## Saved data entries:

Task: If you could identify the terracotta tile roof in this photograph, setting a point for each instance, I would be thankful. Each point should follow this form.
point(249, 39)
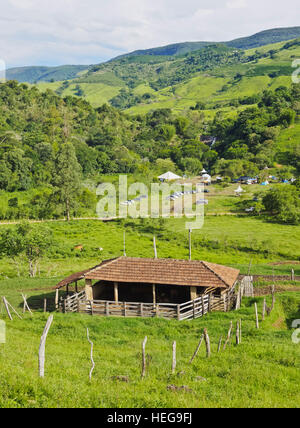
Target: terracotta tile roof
point(164, 271)
point(77, 276)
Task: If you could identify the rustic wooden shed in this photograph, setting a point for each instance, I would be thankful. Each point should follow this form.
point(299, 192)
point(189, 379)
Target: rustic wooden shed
point(152, 282)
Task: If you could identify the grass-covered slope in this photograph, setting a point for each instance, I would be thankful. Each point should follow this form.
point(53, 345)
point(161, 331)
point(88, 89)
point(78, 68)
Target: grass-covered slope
point(261, 372)
point(45, 74)
point(216, 75)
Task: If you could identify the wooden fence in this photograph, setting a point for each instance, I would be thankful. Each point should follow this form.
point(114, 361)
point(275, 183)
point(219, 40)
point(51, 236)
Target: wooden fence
point(190, 310)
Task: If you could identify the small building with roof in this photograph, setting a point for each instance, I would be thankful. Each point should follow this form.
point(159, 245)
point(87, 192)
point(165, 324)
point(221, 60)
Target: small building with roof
point(158, 284)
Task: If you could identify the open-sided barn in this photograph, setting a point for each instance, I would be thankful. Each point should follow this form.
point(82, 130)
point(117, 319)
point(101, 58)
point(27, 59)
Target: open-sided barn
point(156, 284)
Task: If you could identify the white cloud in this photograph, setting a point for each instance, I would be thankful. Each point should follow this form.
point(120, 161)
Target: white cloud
point(236, 4)
point(74, 31)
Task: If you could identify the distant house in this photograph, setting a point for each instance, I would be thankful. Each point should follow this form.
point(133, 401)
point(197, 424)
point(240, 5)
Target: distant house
point(209, 140)
point(246, 180)
point(169, 176)
point(206, 179)
point(141, 287)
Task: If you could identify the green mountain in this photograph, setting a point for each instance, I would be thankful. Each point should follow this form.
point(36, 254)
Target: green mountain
point(216, 76)
point(262, 38)
point(266, 37)
point(45, 74)
point(67, 72)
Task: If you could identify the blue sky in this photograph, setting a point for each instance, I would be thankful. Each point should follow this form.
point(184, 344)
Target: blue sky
point(56, 32)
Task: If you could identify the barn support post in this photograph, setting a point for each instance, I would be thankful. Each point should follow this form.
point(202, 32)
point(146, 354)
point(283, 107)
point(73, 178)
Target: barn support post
point(116, 292)
point(89, 289)
point(193, 291)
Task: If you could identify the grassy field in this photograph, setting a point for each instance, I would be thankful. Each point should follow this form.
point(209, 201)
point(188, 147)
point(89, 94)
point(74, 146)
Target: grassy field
point(228, 240)
point(262, 372)
point(215, 86)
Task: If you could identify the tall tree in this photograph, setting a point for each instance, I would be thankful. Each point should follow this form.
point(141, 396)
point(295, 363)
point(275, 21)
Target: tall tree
point(67, 177)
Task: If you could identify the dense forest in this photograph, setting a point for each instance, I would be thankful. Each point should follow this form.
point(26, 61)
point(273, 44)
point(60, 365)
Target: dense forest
point(46, 140)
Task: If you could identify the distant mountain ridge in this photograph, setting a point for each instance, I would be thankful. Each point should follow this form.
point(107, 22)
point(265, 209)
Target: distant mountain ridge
point(45, 74)
point(69, 72)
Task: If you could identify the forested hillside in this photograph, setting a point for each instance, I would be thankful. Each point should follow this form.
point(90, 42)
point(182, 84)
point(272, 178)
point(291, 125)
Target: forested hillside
point(44, 136)
point(218, 76)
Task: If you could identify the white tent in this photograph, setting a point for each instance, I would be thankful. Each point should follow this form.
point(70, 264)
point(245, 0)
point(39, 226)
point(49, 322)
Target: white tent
point(169, 176)
point(206, 178)
point(239, 190)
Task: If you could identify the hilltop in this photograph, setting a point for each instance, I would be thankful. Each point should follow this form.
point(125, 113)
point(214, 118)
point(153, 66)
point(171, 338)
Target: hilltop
point(161, 54)
point(217, 76)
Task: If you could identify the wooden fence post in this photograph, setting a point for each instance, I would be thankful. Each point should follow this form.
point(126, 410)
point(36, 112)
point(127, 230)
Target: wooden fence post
point(7, 309)
point(264, 310)
point(220, 344)
point(56, 299)
point(273, 298)
point(174, 358)
point(144, 357)
point(197, 350)
point(154, 247)
point(25, 306)
point(228, 336)
point(207, 342)
point(92, 359)
point(238, 333)
point(256, 315)
point(42, 346)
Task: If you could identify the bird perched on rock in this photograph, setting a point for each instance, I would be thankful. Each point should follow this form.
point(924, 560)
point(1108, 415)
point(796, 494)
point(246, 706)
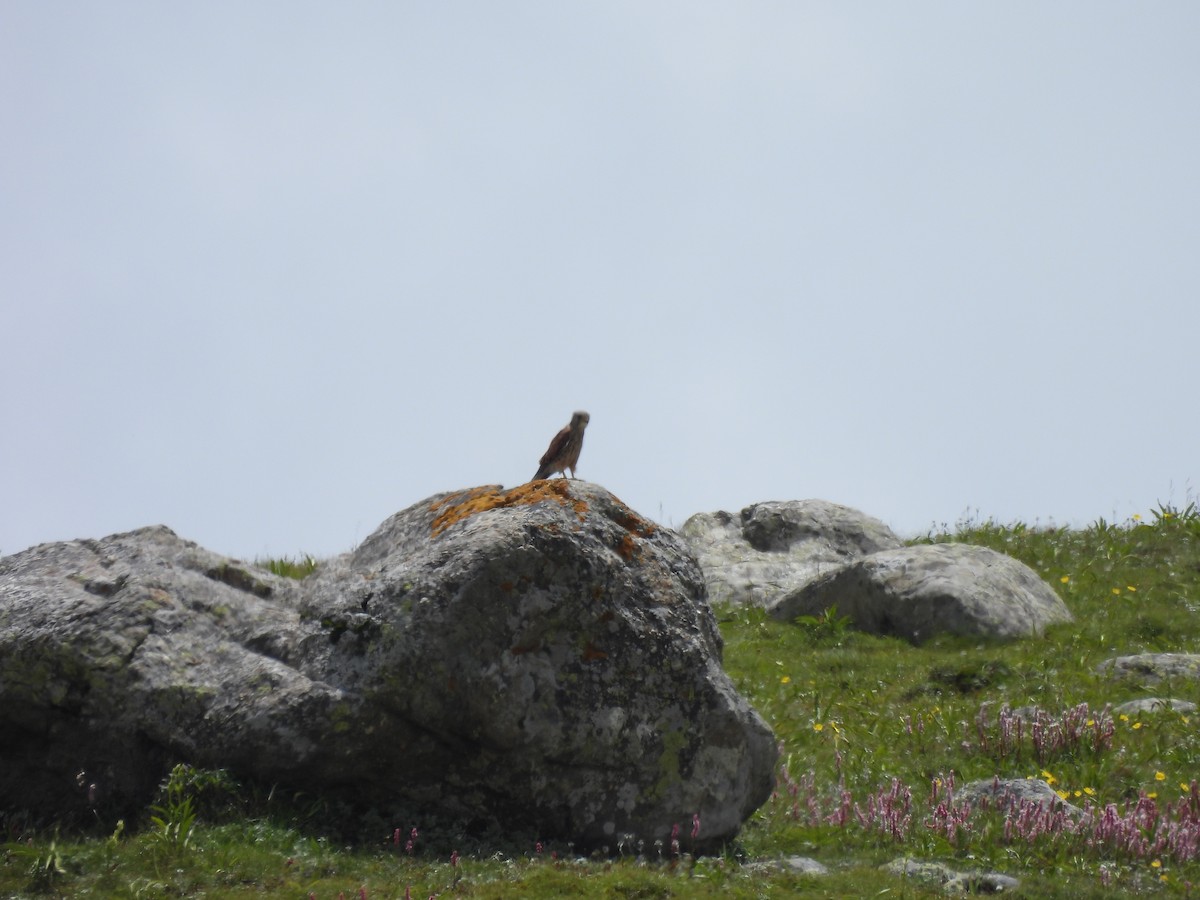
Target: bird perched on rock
point(564, 449)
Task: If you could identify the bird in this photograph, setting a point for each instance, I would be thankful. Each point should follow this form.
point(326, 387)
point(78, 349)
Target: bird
point(564, 450)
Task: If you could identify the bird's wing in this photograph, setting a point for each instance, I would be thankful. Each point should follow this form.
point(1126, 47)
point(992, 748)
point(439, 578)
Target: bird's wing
point(556, 445)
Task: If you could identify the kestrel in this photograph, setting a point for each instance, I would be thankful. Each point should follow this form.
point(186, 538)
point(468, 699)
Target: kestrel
point(564, 449)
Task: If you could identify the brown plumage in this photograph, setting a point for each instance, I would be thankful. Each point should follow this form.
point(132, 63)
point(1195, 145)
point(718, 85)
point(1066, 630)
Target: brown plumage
point(564, 449)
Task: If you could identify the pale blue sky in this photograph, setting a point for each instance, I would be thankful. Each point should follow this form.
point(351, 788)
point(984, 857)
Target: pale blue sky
point(271, 271)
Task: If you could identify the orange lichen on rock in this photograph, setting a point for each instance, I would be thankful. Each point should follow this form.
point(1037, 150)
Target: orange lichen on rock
point(459, 507)
point(634, 523)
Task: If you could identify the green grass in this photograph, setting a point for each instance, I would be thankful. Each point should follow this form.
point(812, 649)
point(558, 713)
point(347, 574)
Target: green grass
point(857, 717)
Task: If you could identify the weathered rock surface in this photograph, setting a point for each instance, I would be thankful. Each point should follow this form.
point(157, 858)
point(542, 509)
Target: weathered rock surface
point(540, 657)
point(771, 549)
point(1155, 705)
point(1005, 793)
point(928, 589)
point(952, 881)
point(1153, 667)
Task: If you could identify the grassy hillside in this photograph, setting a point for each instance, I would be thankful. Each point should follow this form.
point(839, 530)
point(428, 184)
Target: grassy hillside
point(876, 736)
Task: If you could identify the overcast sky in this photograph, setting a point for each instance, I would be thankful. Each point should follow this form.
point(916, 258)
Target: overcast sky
point(273, 271)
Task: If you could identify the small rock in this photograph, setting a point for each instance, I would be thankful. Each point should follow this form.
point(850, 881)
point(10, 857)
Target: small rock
point(1152, 667)
point(933, 588)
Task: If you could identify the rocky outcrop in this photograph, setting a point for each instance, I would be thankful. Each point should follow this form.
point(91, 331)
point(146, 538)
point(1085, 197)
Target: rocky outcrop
point(540, 657)
point(767, 550)
point(1153, 667)
point(927, 589)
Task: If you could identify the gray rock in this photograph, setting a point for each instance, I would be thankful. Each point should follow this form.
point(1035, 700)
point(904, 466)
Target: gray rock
point(1155, 705)
point(952, 881)
point(1002, 793)
point(929, 589)
point(981, 883)
point(1153, 667)
point(541, 658)
point(771, 549)
point(804, 865)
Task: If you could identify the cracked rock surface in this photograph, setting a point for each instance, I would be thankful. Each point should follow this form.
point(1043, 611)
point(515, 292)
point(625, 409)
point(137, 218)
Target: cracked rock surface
point(540, 657)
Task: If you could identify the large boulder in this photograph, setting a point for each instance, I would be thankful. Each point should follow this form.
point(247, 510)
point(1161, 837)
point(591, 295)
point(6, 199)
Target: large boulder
point(929, 589)
point(540, 657)
point(768, 550)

## Task to carry out:
Quote the lines from the start of the records through the line that contains "point(152, 282)", including both ends. Leave the pictures out of your answer.

## Correct output:
Task: If you could identify the terracotta tile roof in this photograph, setting a point for each instance, I would be thankful. Each point should follow this form.
point(249, 39)
Target: terracotta tile roof
point(164, 271)
point(77, 276)
Task: If you could identify the rustic wooden shed in this photograph, setting a point for each instance, I would be thankful. Each point should follow this form.
point(299, 192)
point(189, 379)
Target: rustic wooden shed
point(152, 282)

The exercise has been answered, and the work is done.